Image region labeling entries

================

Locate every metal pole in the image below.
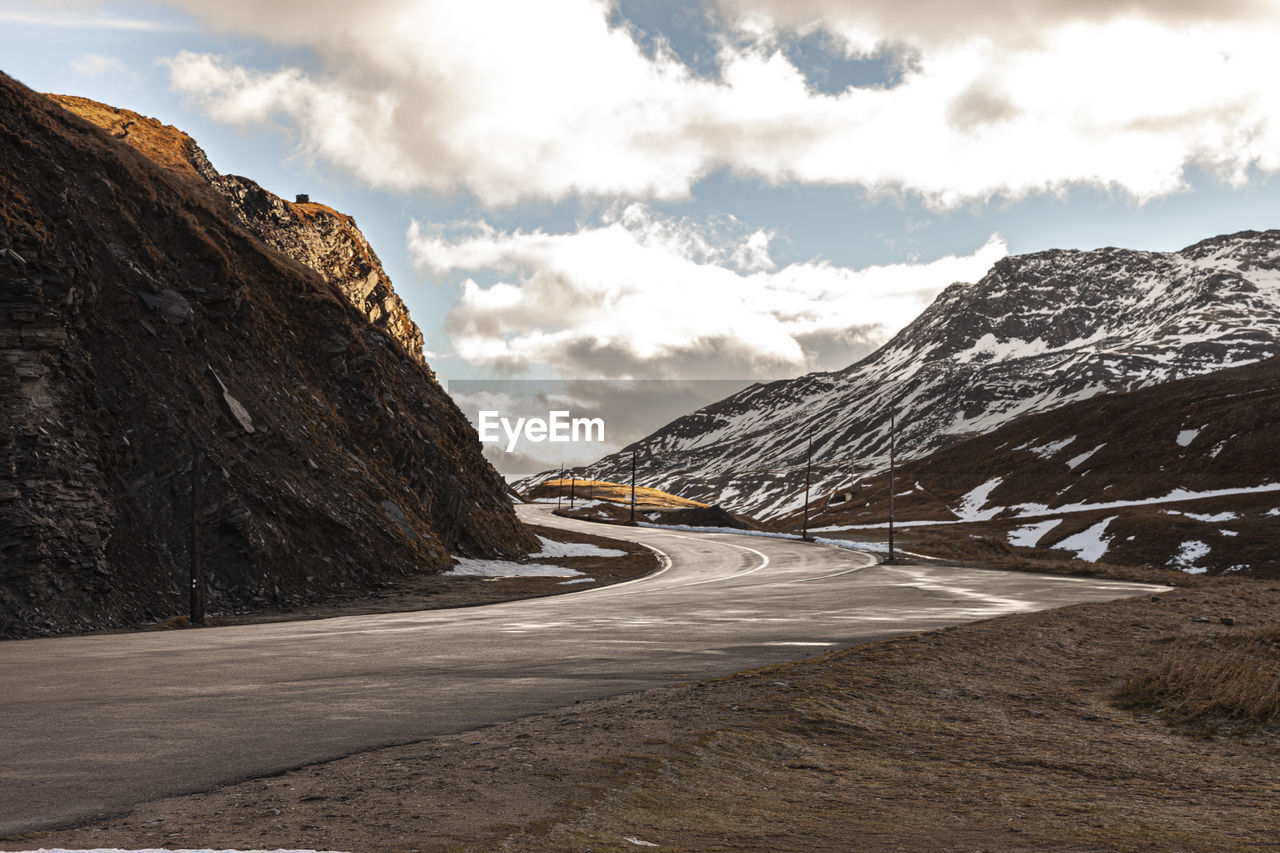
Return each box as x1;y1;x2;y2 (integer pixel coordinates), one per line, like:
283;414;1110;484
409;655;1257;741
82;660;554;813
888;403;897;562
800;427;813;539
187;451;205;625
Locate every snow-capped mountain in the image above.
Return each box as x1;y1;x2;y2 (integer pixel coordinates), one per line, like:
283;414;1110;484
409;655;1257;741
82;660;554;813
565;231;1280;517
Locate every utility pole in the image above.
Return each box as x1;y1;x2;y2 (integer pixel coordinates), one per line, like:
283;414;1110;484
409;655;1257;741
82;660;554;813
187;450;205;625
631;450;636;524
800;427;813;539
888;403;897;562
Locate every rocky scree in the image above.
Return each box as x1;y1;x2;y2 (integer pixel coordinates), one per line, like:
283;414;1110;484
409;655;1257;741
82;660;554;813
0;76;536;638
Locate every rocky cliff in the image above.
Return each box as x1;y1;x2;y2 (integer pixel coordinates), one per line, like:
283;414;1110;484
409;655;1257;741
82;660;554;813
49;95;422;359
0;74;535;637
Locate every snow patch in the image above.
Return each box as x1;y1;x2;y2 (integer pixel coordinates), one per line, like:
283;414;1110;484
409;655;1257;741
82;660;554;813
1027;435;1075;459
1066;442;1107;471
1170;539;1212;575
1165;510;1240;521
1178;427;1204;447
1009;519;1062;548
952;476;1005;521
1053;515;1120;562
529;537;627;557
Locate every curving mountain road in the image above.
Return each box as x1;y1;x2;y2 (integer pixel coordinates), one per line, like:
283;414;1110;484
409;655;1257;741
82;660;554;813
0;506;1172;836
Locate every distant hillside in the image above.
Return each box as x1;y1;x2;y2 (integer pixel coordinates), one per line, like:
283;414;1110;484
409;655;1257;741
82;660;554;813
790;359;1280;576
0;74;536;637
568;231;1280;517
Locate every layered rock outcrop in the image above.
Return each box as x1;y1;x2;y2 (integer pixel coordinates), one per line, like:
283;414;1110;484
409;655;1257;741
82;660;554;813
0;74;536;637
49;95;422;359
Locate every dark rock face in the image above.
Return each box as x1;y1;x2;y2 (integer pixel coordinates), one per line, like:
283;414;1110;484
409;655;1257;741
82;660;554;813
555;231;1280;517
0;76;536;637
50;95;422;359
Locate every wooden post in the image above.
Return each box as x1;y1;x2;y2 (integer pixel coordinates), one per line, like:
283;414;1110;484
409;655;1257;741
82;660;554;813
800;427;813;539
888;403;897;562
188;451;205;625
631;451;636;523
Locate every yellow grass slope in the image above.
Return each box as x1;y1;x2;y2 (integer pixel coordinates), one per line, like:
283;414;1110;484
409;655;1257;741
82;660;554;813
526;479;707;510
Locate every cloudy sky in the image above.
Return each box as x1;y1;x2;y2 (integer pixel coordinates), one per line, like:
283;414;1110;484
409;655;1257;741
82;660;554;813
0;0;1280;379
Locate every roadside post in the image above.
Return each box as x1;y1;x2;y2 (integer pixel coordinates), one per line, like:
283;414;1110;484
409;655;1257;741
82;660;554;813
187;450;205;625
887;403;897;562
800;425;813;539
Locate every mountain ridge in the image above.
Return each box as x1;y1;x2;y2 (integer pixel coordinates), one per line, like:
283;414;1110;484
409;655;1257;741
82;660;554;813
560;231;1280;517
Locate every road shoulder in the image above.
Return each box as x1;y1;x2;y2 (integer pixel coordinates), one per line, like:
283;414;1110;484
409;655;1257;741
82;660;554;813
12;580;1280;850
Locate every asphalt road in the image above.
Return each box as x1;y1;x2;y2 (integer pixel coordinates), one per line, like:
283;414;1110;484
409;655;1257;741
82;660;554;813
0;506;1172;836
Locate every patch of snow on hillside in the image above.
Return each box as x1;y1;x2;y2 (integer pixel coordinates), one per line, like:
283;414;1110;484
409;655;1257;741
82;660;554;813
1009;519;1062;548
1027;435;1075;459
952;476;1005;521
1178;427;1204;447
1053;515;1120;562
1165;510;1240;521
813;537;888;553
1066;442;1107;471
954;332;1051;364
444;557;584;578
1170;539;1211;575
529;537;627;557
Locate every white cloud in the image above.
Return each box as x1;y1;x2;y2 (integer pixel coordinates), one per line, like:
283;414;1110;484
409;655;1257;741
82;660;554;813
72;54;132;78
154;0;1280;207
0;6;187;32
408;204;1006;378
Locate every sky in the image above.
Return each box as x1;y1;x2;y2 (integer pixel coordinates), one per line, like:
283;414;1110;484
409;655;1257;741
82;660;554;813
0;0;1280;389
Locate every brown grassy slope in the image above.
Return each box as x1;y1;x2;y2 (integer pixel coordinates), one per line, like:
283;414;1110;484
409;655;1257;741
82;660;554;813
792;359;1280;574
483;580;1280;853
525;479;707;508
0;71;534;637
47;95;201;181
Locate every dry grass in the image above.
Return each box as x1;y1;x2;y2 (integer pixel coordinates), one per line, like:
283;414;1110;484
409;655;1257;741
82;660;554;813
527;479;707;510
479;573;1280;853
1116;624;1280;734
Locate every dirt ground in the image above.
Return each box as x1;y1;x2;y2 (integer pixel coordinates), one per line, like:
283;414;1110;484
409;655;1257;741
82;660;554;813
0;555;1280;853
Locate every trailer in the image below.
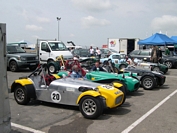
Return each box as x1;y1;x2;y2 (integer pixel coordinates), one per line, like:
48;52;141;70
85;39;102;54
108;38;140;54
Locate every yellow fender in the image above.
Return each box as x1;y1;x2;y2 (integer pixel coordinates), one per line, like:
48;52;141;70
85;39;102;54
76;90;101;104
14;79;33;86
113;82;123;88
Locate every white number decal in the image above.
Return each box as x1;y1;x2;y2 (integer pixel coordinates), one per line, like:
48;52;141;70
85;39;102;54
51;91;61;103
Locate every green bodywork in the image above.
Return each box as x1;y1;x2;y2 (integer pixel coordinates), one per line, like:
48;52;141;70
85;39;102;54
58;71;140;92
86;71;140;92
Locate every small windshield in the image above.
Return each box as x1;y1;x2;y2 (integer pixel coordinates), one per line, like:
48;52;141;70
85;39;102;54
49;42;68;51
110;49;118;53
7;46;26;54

================

● Exercise objective
Please edit the listing so that "integer pixel coordinates" becomes "whole-number pixel coordinates" everywhere and nothing else changes, then write it out again without the pictures.

● Result
Locate every metal pole in the image below.
Return each box as x1;y1;x2;y2 (whole-number pixel coordinates), one per line, like:
283;414;1110;484
409;655;1257;741
82;660;554;813
888;403;897;562
800;427;813;539
187;451;205;625
Locate every snow-capped mountain in the image above.
Return each box as x1;y1;x2;y2 (whole-number pixel coordinates), one per line, like:
283;414;1110;484
409;655;1257;741
82;660;554;813
565;231;1280;517
Locate every utility pole in the image above.
Return each box as x1;y1;x2;y2 (whole-number pixel coordinates), one per line, like:
283;414;1110;484
409;655;1257;741
82;660;554;813
187;450;205;625
631;450;636;524
800;427;813;539
888;403;897;562
Locate every rocky scree in the image above.
Return each box as x1;y1;x2;y2 (whole-number pixel coordinates), one per line, like:
283;414;1110;484
409;655;1257;741
82;660;554;813
0;76;536;638
Locate every rocky cliff in the image above.
Return each box as x1;y1;x2;y2 (whole-number pixel coordinates), one per line, like:
283;414;1110;484
409;655;1257;741
82;660;554;813
49;95;422;359
0;74;535;637
Locate every snow patch in the image above.
Return each box as x1;y1;x2;y2 (whole-number pixel coordinates), one per line, like:
283;414;1110;484
409;655;1257;741
82;660;554;813
1027;435;1075;459
1066;442;1107;471
1170;539;1212;575
1165;510;1240;521
1178;427;1204;447
1009;519;1062;548
952;476;1005;521
1053;515;1120;562
529;537;627;557
Locate every curving mountain road in the image above.
Return each box as x1;y1;x2;y2 (whole-number pixel coordinates), one per line, like:
283;414;1110;484
409;655;1257;741
82;660;554;813
0;506;1172;836
Locate every distant hillside in the image above.
Return each box as x1;y1;x2;y2 (whole-number pixel coordinates), one per line, like:
283;414;1110;484
409;655;1257;741
82;660;554;813
790;359;1280;576
0;74;536;637
568;231;1280;517
Locate every layered rock outcrop in the image above.
Return each box as x1;y1;x2;y2 (whole-number pixel coordinates), one per line, like:
283;414;1110;484
409;655;1257;741
82;660;554;813
0;74;536;637
49;95;422;359
Locate every dark rock face in the image above.
Return each box as x1;y1;x2;y2 (whole-number pixel coordinates), one per line, like:
283;414;1110;484
409;655;1257;741
82;660;554;813
555;231;1280;517
0;76;536;637
50;95;422;359
Locate every wooden post in the image above.
Return each box as x1;y1;x2;y2 (whole-number pixel coordinates), one per line, like:
283;414;1110;484
409;655;1257;741
82;660;554;813
800;427;813;539
888;403;897;562
188;451;205;625
631;451;636;523
Locate every yellow grass slope in the image above.
Return each box as x1;y1;x2;y2 (whole-number pixel coordinates), one per line, like:
283;414;1110;484
409;655;1257;741
82;660;554;813
526;479;707;510
Locate every cloudy sky in the image above.
Return each box as x1;y1;x2;y2 (whole-number pixel coordinates), one per line, like:
283;414;1110;484
409;655;1257;741
82;660;554;813
0;0;1280;379
Locate every roadside post in the image above.
Return each box as x1;y1;x2;y2 (whole-number pixel coordinates), one per line, like:
283;414;1110;484
409;655;1257;741
82;660;554;813
187;450;205;625
887;403;897;562
800;425;813;539
Locate every mountain ridge in the image above.
Return each box as x1;y1;x2;y2 (whole-number pixel coordinates), one per line, like:
283;414;1110;484
409;655;1257;741
82;660;554;813
560;231;1280;517
Locate every road shoulder in the image above.
Return each box as x1;y1;x2;y2 (whole-number pixel coordinates), one per line, like:
283;414;1110;484
409;655;1257;741
82;660;554;813
12;580;1280;850
Locate every asphalt road in the image above.
Return each box as x1;y1;x2;y2 (whole-number pixel coordinates), one per line, like:
283;414;1110;484
409;655;1257;741
82;660;554;813
0;506;1172;836
Locate every patch of snow on hillside in the image above.
Return each box as x1;y1;x2;y2 (whole-number pixel coordinates), one per line, like:
283;414;1110;484
409;655;1257;741
82;660;554;813
1009;519;1062;548
1027;435;1075;459
952;476;1005;521
1178;427;1204;447
1053;515;1120;562
1165;510;1240;521
813;537;888;553
1066;442;1107;471
954;332;1051;364
444;557;584;578
1170;539;1211;575
529;537;627;557
Locate every white cloud in the image above.
Return each box as x1;y1;x2;y2 (whole-number pixel coordinates), one per line, like:
283;414;1110;484
409;655;1257;741
82;660;554;813
72;54;132;78
154;0;1280;207
0;6;187;32
408;204;1006;378
Locate every sky in the image above.
Return each box as x1;y1;x2;y2 (whole-number pixel coordinates), one per line, like:
283;414;1110;484
409;655;1257;741
82;660;554;813
0;0;1280;389
Locate every brown grassy slope in the image above.
Return each box as x1;y1;x2;y2 (whole-number pixel coordinates), one per line, like:
283;414;1110;484
409;655;1257;741
82;660;554;813
792;359;1280;574
483;580;1280;853
525;479;707;508
0;71;534;637
47;95;201;181
Locate every dry grass in the image above.
Return each box as x1;y1;x2;y2 (whole-number pixel coordinates), one per line, like:
283;414;1110;484
409;655;1257;741
82;660;554;813
527;479;707;510
479;573;1280;853
1116;624;1280;734
Locate every dirt ground in the image above.
Return each box as x1;y1;x2;y2 (whole-number pixel coordinates), one per line, like:
283;414;1110;484
409;655;1257;741
82;660;554;813
0;555;1280;853
Locate every trailer in the image below.
Return each box as x1;y1;x2;y2 (whole-number pixel coordinates), one per line, like:
48;52;141;70
85;39;102;54
108;38;140;54
Locate every yellow fender in the image above.
Return each box as x1;y1;x2;y2 (whole-number pixel coordinates), one per line, like:
48;52;141;70
85;39;102;54
76;90;101;104
14;79;33;86
113;82;123;88
Locate every white number decal in the image above.
Return each box as x1;y1;x2;y2 (whole-number pixel coordinates), one per line, like:
48;52;141;70
85;39;102;54
51;91;61;103
Locate every green bodywork in the image above.
Return each box as x1;y1;x2;y2 (whole-number pixel coordinates), one per line, like:
48;52;141;70
85;39;102;54
58;71;140;92
86;71;140;92
Locate every small windshield in the image above.
Return each box as x1;y1;x2;y2 (whole-number pixel coordinates), one per line, like:
48;52;141;70
85;39;102;54
49;42;68;51
110;49;118;53
7;46;26;54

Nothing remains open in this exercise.